What you have to do ▸ In the commentary on inflation and gold below, locate the passage that opens with "Of course, when" and copy it character for character, stopping once you have reached "might look like).".

Selected text ▸

********

1/6/2012 11:57 AM ET|
Ahead: Inflation and a gold rally
Markets enter 2012 with Europe's finances and inflation here at home still the big questions. Plus: There's reason to believe the recent gold correction may be waning.
Though 2011 was a poor (if not horrible) year for most investors in most markets, 2012 started off fairly strong for European and U.S. stocks early in the week. (Europe's bond markets, though, were largely unchanged Monday and Tuesday, after a decent amount of motion to close out 2011; they weakened as the week wore on.)
Meanwhile, the faltering euro did not precipitate enormous weakness in other currencies, though there was a bit of that. (The logic was that if the euro is weak then the dollar is strong, in which case you're supposed to sell everything except dollars. At least that is the current conventional wisdom, even though it doesn't make much sense.)
Out with the old, up with the new
I'm sure precious-metals bulls were extraordinarily frustrated late in 2011, as gold and silver were sold regardless of the news. Certainly markets can be maddening as well as unprofitable at times, especially at the end of the year, when forced selling (or, in some years, herd-driven buying) causes the markets to ignore favorable news. Selling sometimes feeds on itself.
Of course, when a trend is as powerful as the recent decline in gold was, I'm sure there were computerized trading programs jumping on the bandwagon as well, and betting on lower prices by getting short.
In any event, as the year ended, the stage was set for a potent rally in the metals, and that was what I think we saw starting on Tuesday. The questions now are whether the last week of December was the low for this entire decline, and whether we get some sort of test of those prices (as well as what such a test might look like).
Since so many people trade gold on a technical basis, the determining factor for what the next pullback looks like may be dictated by whether it can get over its 200-day moving average, at around $1,625 per ounce. I don't have a strong opinion at this point -- it would be almost impossible to have one yet. But it is entirely conceivable, given the forced liquidation and computer activity, that the lows for this correction have been seen.

********

Stored records ▸
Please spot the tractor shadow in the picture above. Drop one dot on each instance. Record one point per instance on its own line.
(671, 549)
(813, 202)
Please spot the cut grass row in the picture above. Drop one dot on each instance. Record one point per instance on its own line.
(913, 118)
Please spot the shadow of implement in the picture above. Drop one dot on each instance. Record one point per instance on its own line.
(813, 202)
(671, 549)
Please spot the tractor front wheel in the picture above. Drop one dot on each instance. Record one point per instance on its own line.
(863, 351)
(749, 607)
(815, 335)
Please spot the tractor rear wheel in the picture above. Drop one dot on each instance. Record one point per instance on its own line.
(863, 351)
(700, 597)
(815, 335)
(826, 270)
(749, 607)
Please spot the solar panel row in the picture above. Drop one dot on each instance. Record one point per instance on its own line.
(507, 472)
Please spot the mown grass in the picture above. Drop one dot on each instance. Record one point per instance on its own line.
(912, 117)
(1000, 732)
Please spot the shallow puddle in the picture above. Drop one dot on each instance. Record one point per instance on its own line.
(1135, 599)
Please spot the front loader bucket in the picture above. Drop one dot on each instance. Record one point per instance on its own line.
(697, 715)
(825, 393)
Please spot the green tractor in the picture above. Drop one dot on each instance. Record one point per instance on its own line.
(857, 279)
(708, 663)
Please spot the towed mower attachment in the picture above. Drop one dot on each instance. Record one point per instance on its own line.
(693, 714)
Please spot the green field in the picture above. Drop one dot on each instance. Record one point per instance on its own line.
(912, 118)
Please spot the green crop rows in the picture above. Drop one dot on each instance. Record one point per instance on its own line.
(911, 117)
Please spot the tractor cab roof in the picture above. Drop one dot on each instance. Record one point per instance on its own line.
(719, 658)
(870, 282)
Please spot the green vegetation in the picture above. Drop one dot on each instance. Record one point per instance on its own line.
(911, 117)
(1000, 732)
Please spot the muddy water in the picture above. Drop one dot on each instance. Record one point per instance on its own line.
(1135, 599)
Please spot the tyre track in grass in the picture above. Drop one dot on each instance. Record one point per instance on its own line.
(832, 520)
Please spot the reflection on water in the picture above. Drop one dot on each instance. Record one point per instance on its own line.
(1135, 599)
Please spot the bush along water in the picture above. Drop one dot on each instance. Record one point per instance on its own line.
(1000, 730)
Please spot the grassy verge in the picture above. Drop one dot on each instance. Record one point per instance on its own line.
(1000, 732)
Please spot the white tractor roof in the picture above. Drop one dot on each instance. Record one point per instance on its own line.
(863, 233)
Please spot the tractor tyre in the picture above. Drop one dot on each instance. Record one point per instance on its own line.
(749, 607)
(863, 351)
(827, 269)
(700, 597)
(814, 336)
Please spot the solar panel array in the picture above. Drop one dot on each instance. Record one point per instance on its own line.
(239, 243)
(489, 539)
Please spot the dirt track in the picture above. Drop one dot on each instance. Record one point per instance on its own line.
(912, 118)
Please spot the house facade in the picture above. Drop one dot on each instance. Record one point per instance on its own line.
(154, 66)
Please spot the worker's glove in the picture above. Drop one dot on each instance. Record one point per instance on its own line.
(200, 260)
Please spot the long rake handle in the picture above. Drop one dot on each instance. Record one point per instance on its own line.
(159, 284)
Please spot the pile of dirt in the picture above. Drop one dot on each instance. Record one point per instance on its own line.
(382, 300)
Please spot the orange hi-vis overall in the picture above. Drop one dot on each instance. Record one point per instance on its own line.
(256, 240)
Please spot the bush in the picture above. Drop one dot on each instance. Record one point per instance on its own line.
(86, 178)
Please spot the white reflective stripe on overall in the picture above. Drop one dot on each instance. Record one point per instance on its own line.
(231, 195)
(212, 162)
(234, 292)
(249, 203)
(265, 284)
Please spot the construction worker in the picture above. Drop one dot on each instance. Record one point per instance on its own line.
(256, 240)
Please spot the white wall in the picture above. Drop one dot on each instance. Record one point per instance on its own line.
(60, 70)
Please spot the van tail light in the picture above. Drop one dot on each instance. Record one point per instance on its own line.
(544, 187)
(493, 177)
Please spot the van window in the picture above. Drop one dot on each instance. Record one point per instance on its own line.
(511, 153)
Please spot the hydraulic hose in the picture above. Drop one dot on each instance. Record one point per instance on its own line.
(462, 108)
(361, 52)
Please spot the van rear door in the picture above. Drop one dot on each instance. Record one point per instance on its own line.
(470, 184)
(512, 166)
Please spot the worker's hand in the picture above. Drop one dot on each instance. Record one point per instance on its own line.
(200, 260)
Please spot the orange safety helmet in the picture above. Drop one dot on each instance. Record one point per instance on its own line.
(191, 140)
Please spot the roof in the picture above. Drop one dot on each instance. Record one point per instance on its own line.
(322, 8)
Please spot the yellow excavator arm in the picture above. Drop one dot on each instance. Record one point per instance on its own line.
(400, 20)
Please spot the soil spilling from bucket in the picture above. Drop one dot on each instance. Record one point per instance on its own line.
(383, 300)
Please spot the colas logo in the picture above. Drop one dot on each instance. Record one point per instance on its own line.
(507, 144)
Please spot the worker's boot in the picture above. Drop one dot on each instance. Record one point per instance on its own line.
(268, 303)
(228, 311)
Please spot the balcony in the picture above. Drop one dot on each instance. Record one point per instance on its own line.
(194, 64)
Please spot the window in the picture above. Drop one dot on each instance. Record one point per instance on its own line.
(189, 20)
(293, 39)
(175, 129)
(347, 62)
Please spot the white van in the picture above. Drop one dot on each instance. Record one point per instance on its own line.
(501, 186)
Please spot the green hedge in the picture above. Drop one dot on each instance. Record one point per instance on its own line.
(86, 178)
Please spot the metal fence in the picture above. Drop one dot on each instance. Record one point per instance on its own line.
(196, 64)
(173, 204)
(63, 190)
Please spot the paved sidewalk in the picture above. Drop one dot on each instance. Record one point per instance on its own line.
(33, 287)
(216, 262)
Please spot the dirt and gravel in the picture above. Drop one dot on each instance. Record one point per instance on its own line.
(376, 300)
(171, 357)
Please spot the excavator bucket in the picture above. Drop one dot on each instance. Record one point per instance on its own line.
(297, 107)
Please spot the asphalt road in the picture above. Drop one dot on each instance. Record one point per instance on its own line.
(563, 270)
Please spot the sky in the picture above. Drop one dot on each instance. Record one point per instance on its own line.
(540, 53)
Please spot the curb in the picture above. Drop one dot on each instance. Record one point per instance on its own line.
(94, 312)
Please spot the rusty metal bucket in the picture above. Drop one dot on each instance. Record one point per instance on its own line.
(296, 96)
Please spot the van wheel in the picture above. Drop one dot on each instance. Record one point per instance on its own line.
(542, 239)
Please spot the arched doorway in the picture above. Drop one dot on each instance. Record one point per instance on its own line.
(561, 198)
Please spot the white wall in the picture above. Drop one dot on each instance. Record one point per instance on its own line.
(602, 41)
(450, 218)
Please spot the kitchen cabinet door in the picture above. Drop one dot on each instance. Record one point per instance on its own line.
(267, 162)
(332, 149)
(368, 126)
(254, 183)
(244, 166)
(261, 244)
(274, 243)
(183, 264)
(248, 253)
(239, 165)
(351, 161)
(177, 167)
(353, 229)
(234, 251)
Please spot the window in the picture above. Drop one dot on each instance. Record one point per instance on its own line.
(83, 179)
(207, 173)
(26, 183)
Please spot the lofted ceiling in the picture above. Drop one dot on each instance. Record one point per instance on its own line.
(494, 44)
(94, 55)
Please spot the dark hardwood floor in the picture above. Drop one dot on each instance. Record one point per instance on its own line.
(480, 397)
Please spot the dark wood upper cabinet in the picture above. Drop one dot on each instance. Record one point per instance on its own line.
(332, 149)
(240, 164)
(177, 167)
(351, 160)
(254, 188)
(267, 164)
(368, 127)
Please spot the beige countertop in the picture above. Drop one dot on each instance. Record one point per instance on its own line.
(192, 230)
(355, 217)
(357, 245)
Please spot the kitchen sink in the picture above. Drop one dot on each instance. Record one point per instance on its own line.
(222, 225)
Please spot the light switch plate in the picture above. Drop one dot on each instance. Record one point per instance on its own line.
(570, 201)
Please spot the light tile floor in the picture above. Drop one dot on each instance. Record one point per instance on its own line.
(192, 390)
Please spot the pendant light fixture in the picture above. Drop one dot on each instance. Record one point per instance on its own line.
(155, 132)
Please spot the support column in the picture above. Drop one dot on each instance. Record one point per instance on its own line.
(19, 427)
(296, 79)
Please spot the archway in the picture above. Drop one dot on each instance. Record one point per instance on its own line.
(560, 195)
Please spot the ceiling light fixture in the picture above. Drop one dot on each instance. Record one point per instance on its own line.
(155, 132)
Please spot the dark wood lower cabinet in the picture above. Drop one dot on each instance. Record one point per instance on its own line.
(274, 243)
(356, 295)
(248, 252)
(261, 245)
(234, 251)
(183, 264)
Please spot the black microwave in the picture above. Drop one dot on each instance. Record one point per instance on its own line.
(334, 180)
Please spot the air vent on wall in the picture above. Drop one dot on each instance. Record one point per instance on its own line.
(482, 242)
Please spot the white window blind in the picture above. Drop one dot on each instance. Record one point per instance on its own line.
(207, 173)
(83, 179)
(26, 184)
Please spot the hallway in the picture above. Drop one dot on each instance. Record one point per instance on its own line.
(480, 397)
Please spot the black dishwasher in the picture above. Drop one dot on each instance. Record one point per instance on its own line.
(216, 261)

********

Result ▸
Of course, when a trend is as powerful as the recent decline in gold was, I'm sure there were computerized trading programs jumping on the bandwagon as well, and betting on lower prices by getting short.
In any event, as the year ended, the stage was set for a potent rally in the metals, and that was what I think we saw starting on Tuesday. The questions now are whether the last week of December was the low for this entire decline, and whether we get some sort of test of those prices (as well as what such a test might look like).